## Start Data supplied
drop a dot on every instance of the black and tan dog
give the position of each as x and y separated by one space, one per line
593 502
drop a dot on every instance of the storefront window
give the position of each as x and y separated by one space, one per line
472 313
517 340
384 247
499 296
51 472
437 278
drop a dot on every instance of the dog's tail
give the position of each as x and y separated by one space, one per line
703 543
## End Data supplied
=== Problem statement ===
Duplicate the rows verbatim, starting with the line containing "drop a dot on every instance of the storefront" and continuing through the final row, both ends included.

=== Solution ===
drop a dot on every instance of the storefront window
give the position of each as x and y separated by one space, one per line
472 313
517 340
384 247
499 296
51 472
437 278
drop a dot on every instance of the dog's tail
give the position of each as x and y separated by one space, one per line
703 543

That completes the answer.